WHAT YOU WILL DO ▸ Every line in the listing is to be echoed verbatim.

Pointing dataset excerpts
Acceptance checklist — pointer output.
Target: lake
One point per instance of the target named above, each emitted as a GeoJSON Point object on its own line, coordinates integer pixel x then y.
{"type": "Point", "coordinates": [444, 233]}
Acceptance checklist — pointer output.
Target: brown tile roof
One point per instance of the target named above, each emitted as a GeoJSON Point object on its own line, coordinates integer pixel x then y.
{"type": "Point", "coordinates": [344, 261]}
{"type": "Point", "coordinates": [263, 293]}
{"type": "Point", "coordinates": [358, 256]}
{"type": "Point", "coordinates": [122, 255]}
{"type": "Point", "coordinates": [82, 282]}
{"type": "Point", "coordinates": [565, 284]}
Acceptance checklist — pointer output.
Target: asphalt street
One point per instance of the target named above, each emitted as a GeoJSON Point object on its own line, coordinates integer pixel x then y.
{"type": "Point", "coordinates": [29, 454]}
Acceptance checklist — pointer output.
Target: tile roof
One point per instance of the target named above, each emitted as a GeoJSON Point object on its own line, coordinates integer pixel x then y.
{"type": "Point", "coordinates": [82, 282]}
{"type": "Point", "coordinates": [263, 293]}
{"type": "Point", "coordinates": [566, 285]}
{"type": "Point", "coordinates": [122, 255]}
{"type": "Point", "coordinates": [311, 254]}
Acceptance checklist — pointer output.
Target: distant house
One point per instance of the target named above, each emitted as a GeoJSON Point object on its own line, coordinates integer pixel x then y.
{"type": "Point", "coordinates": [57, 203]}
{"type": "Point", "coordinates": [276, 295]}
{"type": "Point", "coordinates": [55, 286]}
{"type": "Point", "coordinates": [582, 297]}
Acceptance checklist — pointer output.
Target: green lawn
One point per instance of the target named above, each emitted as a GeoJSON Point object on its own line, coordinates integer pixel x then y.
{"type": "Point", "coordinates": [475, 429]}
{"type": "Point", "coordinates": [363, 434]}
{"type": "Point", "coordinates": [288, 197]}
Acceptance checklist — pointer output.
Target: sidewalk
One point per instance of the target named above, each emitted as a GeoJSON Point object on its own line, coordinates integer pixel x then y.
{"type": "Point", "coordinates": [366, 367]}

WRITTEN ANSWER ▸
Acceptance checklist — pointer output.
Target: lake
One point per instance of the target named above, each emitted as a GeoJSON Point object on its own line, coordinates integer pixel x then y.
{"type": "Point", "coordinates": [444, 233]}
Acceptance checklist — pointer output.
Target: brown tile roof
One point per instance of the target named above, each emitted as a GeoJSON Point object on its own line, coordinates integer pixel x then y.
{"type": "Point", "coordinates": [344, 261]}
{"type": "Point", "coordinates": [263, 293]}
{"type": "Point", "coordinates": [358, 256]}
{"type": "Point", "coordinates": [122, 255]}
{"type": "Point", "coordinates": [82, 282]}
{"type": "Point", "coordinates": [565, 284]}
Acceptance checklist — pointer output.
Target: asphalt street
One point per instance of the target named above, each emitted as a GeoJSON Point object on its own line, coordinates integer pixel x then y.
{"type": "Point", "coordinates": [29, 454]}
Acceptance checklist — pointer output.
Target: tile roof
One point per instance of the target named above, each emitted as a GeoJSON Point object on its own line, coordinates integer pixel x then y.
{"type": "Point", "coordinates": [82, 282]}
{"type": "Point", "coordinates": [263, 293]}
{"type": "Point", "coordinates": [566, 285]}
{"type": "Point", "coordinates": [122, 255]}
{"type": "Point", "coordinates": [311, 254]}
Acceptance checklist — pointer output.
Target: distant house
One point per instance of the target named above, each emitted as a GeoJSON Point object on its own line, coordinates integer pixel x then y.
{"type": "Point", "coordinates": [57, 203]}
{"type": "Point", "coordinates": [276, 295]}
{"type": "Point", "coordinates": [55, 286]}
{"type": "Point", "coordinates": [582, 297]}
Acceptance checklist — pointer output.
Target: green lawn
One point per instance of the target named above, each emitted as a GeoJSON Point object on its own line, coordinates integer pixel x then y.
{"type": "Point", "coordinates": [475, 429]}
{"type": "Point", "coordinates": [363, 434]}
{"type": "Point", "coordinates": [288, 197]}
Acceptance checklist — pointer output.
Target: sidewalk
One point per instance of the target named above, each emitted as a GeoJSON Point object on its own line, coordinates integer pixel x then y.
{"type": "Point", "coordinates": [366, 367]}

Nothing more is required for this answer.